# Exercise description:
The data below should be duplicated in full, unchanged.

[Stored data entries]
________________________

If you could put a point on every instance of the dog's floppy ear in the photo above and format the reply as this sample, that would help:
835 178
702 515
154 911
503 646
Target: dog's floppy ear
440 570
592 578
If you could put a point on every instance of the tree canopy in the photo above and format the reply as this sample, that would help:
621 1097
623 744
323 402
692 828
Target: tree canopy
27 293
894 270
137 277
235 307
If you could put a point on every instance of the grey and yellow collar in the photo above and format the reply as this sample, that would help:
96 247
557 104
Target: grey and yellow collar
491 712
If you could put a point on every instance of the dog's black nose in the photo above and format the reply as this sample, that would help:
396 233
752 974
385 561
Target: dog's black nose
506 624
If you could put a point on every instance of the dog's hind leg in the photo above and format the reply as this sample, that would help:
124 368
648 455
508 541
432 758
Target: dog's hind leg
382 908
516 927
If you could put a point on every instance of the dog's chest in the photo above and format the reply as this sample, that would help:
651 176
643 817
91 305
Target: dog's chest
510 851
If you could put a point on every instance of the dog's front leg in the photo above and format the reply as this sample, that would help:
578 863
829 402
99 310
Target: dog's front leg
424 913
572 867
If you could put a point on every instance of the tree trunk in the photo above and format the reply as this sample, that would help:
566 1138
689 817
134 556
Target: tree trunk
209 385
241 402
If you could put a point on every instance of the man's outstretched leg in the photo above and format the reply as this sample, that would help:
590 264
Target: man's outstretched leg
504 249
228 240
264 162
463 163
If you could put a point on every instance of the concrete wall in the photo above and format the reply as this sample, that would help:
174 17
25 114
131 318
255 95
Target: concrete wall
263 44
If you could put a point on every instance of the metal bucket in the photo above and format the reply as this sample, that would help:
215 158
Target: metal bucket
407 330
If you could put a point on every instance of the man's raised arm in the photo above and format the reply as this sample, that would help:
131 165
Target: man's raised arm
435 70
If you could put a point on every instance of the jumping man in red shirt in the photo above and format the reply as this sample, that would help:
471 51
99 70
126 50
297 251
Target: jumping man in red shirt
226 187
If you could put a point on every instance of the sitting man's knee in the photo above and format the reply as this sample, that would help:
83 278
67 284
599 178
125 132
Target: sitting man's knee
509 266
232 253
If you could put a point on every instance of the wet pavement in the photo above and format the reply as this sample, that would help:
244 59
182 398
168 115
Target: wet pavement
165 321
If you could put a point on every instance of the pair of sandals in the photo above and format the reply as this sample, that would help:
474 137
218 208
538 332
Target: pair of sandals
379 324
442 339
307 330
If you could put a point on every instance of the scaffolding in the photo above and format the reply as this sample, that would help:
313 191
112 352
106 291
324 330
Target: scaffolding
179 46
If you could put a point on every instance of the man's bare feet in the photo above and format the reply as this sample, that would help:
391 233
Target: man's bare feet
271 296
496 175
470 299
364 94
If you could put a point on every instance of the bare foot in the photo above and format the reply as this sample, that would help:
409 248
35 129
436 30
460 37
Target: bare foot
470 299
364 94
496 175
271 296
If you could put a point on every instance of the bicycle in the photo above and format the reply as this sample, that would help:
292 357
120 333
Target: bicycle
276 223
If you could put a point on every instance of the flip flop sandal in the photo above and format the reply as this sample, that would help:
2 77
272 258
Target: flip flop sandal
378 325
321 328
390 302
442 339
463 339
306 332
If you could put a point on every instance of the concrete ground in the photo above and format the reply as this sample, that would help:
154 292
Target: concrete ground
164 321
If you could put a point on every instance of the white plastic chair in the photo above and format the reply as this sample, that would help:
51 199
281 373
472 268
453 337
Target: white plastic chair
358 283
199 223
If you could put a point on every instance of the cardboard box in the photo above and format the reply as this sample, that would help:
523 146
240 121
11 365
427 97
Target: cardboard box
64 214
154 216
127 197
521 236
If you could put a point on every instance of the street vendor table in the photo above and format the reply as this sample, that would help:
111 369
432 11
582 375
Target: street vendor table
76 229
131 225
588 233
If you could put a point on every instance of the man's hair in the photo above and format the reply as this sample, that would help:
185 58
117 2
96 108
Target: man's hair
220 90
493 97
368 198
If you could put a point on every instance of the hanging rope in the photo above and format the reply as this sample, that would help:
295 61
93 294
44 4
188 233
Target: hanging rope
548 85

________________________

# Task output:
If you could put a point on every instance of the dog's floppy ear in the photo above and format the reply as this sample, that would help:
835 178
702 515
154 911
503 646
Target: dog's floppy ear
440 570
592 578
If you could put a point on every instance of the tree canopy in the photo above and format the reply as this sample, that would help:
621 1097
623 744
323 402
692 828
Target: tree canopy
27 293
894 270
137 277
235 307
If you could put a point on every instance of the grey and yellow collar in the photo above and format the reply as this sample, that would help:
96 247
557 104
Target: grey and yellow collar
491 712
If you could put a point on every instance of the dog's black nose in the photo above and format the reply as this sample, that would help:
396 233
752 974
385 561
Target: dog's black nose
506 624
If you could put a point on every instance of the dog's hind leg in the photo above and format the reply as this sample, that would help:
124 368
648 455
508 541
432 758
Target: dog's hind leg
382 908
516 927
If you could put a point on every instance of the dog's chest in the photo above and format the reply as this sample, that would help:
651 176
643 817
91 305
Target: dog's chest
510 851
If you could put a point on every instance of the dog's front leg in the photo above and format the reply as this sample, that would help:
578 863
829 402
99 310
Target: dog's front leg
424 913
572 867
If you could put a point on every instance of the tree trunk in the photo above and format the reply as this sample, that would help:
566 1138
689 817
134 556
Target: tree trunk
209 385
241 402
If you could put a point on every instance of the man's outstretched leg in the photo above and format the reply as this sample, that would help:
590 264
Target: man's outstretched leg
504 249
228 240
264 162
463 163
If you could put a point on every instance of the concrete wall in the photo above and format the reply as this sample, that would help:
174 17
25 114
131 318
255 95
Target: concrete wall
263 44
If you could put a point on every instance of the metal bucket in the photo above and format the reply as this sample, that would help:
215 158
Target: metal bucket
407 330
If you could put a point on every instance of the man's raised arm in the photo above and format the reply as this sample, that would help:
131 165
Target: man's raised arm
435 70
If you could put a point on every instance of the jumping man in red shirt in the photo above and format the reply as this sample, that would help:
471 51
99 70
126 50
297 251
Target: jumping man in red shirt
226 187
If you could put a point on every instance of the sitting man's knee in the photo above and format the reply as this sample, that would help:
83 278
67 284
599 178
125 132
Target: sitting man's knee
509 266
232 253
If you could put a point on every instance of the wet pavement in the photo above and format the reply as this sample, that would help:
244 59
182 398
168 115
Target: wet pavement
165 321
If you could put a point on every instance of the pair of sandals in the photo above and format the reply as this sample, that would help:
474 137
218 208
538 332
Target: pair of sandals
379 324
442 339
307 330
If you could put a point on every instance of the scaffolding in the photo above and format the reply as this sample, that would help:
313 191
112 352
106 291
324 330
Target: scaffolding
179 46
If you could put a point on every instance of the man's bare feet in the photo above and format the reply as this sample, that would help:
391 233
Target: man's bare feet
271 296
496 175
470 299
364 94
If you could put a point on every instance of the bare foot in the photo above and format the reply as this sample, that would help:
409 248
35 129
436 30
460 37
Target: bare foot
470 299
364 94
496 175
271 296
If you could put a point on every instance of the bicycle in the photo above and format the reply as this sample, that would help:
292 357
120 333
Target: bicycle
276 223
If you could put a point on every instance of the flip flop sandal in the photo above and format the reply as this sample, that would help:
2 77
272 258
Target: flip flop sandal
378 325
321 328
390 302
442 339
463 339
306 332
If you could put a point on every instance of the concrete ground in the photo above and format the reply as this sample, that would help:
154 292
Target: concrete ground
164 321
If you could put a point on every instance of the white plastic chair in the photo above and format the reply as this sample, that would help:
51 199
281 373
472 268
453 337
Target: white plastic chair
358 283
199 223
If you could put a point on every instance of the cardboard box in the photo above and format the reply as this sample, that would help:
523 146
240 121
11 365
427 97
Target: cardboard box
64 214
154 216
127 197
521 236
If you could put a point on every instance of the street vendor table in the photo above and format the reply as this sample, that would help:
111 369
432 11
582 375
Target: street vendor table
76 229
131 225
588 233
If you could put a point on every instance of the man's hair in the photo above and format the reply as this sample, that would help:
185 58
117 2
96 108
Target: man's hair
220 90
493 97
368 198
If you could put a point on every instance of the hanging rope in the photo above and format the reply as this sample, that would help:
295 61
93 294
44 4
188 233
Target: hanging rope
548 85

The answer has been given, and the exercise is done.